Computer Science 385
Design and Analysis of Algorithms

Spring 2017, Siena College

Lab 2: Introduction to METAL Graph Data
Due: Start of your next lab session

We will be studying many graph algorithms this semester, some of which you will be implementing in Java. For many of these tasks, you will be working with real-world data sets derived from highway systems.

A big advantage of working with this kind of data is that it has a connection to reality, and that we can visualize the data and the results of our manipulations of that data with the Google Maps API. This data is collected by members of the Travel Mapping (TM) Project (http://tm.teresco.org/). The Map-based Educational Tools for Algorithm Learning (METAL) Project (/metal/) uses data from the TM project and converts it into a format that is more convenient for us to load into a graph structure and use. Much more about the project is available at the link above, but everything you need to know for this week should be in this document.

You will be assigned a partner to work with on this lab. Only one submission per group is needed. The lab is graded out of 100 points.

Getting Set Up

You will need to create a BlueJ project (or set up to work in another IDE, if you prefer) for your programming work on this lab. When you complete the preliminary steps, you will be given a copy of the starter code for the main coding task.

• [To be done]
1. Copy the lab handout between "Computer Science 385" and "from highway systems.", inclusive, swapping "Java" for "Python".
2. Using the lab handout, answer these:
(a) Who collects the highway data used in the lab?
(b) How many points is the lab graded out of?
(c) When is the lab due?
The rows have nothing to do with anything asked here.

• [Extracted information]

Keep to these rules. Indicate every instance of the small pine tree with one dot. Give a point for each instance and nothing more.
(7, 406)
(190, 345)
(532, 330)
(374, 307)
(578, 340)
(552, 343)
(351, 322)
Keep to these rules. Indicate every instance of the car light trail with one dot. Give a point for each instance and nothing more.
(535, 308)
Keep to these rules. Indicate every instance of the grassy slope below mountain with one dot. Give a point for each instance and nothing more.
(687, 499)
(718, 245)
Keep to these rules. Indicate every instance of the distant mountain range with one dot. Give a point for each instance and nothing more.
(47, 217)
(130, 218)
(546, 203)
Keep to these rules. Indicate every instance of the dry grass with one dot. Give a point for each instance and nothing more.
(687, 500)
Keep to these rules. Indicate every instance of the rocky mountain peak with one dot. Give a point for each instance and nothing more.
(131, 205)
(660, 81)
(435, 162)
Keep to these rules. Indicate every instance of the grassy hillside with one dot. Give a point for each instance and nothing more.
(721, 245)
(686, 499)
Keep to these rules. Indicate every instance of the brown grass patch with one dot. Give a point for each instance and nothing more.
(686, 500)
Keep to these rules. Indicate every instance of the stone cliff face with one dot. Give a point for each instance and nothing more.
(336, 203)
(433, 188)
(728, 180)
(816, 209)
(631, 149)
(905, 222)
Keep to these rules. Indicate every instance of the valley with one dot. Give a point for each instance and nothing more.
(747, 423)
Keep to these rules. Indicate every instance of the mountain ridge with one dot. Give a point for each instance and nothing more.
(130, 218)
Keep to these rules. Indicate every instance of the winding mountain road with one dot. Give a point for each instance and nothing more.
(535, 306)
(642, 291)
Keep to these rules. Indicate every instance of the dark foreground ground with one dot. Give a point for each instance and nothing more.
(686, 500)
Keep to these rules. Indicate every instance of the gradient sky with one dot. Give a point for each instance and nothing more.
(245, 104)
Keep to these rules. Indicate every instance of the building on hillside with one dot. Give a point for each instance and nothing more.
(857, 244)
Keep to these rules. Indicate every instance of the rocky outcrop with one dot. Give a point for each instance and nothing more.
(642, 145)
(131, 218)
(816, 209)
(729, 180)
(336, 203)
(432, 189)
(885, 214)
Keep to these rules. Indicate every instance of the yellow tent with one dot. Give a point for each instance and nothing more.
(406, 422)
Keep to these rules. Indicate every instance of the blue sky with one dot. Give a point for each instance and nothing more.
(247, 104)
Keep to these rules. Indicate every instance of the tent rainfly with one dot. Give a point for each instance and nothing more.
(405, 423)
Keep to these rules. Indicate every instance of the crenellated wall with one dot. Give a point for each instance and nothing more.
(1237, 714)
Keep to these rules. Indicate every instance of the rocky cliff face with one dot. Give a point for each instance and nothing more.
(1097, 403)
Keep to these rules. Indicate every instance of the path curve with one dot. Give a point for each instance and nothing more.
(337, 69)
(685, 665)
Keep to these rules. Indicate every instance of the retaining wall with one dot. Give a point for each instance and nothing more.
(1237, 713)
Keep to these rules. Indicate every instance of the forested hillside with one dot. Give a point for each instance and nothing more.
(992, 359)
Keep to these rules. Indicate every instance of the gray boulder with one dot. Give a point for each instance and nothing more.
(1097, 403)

• [Task-by-task outputs]
1.
Computer Science 385
Design and Analysis of Algorithms

Spring 2017, Siena College

Lab 2: Introduction to METAL Graph Data
Due: Start of your next lab session

We will be studying many graph algorithms this semester, some of which you will be implementing in Python. For many of these tasks, you will be working with real-world data sets derived from highway systems.

2.
(a) Members of the Travel Mapping (TM) Project
(b) 100 points
(c) At the start of the next lab session